**YOUR INSTRUCTIONS:** Reproduce the records below line for line, beginning with the line that contains "target: sign on porch" and ending with the last line of the records.

= = = =

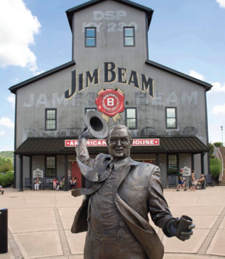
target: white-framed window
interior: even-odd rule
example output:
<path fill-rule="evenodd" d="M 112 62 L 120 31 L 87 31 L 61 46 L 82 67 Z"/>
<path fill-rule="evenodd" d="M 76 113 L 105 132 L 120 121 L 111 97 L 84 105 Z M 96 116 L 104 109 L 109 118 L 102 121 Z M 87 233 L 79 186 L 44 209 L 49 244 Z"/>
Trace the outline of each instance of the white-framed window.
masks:
<path fill-rule="evenodd" d="M 166 107 L 166 125 L 167 129 L 177 128 L 176 107 Z"/>
<path fill-rule="evenodd" d="M 130 130 L 137 128 L 137 108 L 126 108 L 125 109 L 126 126 Z"/>
<path fill-rule="evenodd" d="M 123 27 L 123 46 L 133 47 L 135 46 L 134 27 Z"/>
<path fill-rule="evenodd" d="M 46 156 L 45 160 L 45 176 L 46 177 L 56 175 L 56 159 L 54 156 Z"/>
<path fill-rule="evenodd" d="M 96 47 L 96 27 L 86 27 L 85 35 L 85 46 Z"/>
<path fill-rule="evenodd" d="M 57 128 L 56 109 L 46 109 L 45 113 L 45 130 L 56 130 Z"/>

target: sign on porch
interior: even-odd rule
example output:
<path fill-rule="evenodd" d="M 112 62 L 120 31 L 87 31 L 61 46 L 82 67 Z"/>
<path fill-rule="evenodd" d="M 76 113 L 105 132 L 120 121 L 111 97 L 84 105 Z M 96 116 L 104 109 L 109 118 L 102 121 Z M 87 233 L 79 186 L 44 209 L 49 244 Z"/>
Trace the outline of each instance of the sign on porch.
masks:
<path fill-rule="evenodd" d="M 43 178 L 43 171 L 39 168 L 37 168 L 35 170 L 33 171 L 33 177 L 34 178 L 39 177 L 40 178 Z"/>
<path fill-rule="evenodd" d="M 191 175 L 191 168 L 187 166 L 184 166 L 183 169 L 183 176 L 190 176 Z"/>

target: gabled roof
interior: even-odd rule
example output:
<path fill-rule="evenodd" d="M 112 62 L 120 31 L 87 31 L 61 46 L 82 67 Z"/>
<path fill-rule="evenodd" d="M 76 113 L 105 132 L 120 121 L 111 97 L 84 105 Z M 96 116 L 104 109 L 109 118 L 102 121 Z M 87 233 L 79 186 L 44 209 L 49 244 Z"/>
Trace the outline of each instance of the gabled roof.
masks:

= = = =

**SOLUTION TO THE PROBLEM:**
target: sign on porch
interior: even-odd rule
example output:
<path fill-rule="evenodd" d="M 112 62 L 120 31 L 87 31 L 61 46 L 82 67 Z"/>
<path fill-rule="evenodd" d="M 76 113 L 105 132 L 120 121 L 111 97 L 84 105 Z M 96 116 L 104 109 L 109 118 L 102 121 Z M 87 233 L 79 186 L 44 209 L 49 244 Z"/>
Trace the outline of each instance of the sign on porch.
masks:
<path fill-rule="evenodd" d="M 43 178 L 43 171 L 39 168 L 37 168 L 35 170 L 33 171 L 33 177 L 34 178 L 39 177 L 40 178 Z"/>
<path fill-rule="evenodd" d="M 191 175 L 191 168 L 187 166 L 184 166 L 183 169 L 183 176 L 190 176 Z"/>

target: gabled roof
interior: even-odd rule
example output:
<path fill-rule="evenodd" d="M 112 62 L 120 31 L 87 31 L 61 46 L 82 67 Z"/>
<path fill-rule="evenodd" d="M 76 113 L 105 132 L 120 121 L 111 97 L 84 105 Z M 96 116 L 104 109 L 109 118 L 102 121 Z M 87 233 L 79 186 L 44 209 L 49 244 Z"/>
Trace the outline of each instance of the gabled roof.
masks:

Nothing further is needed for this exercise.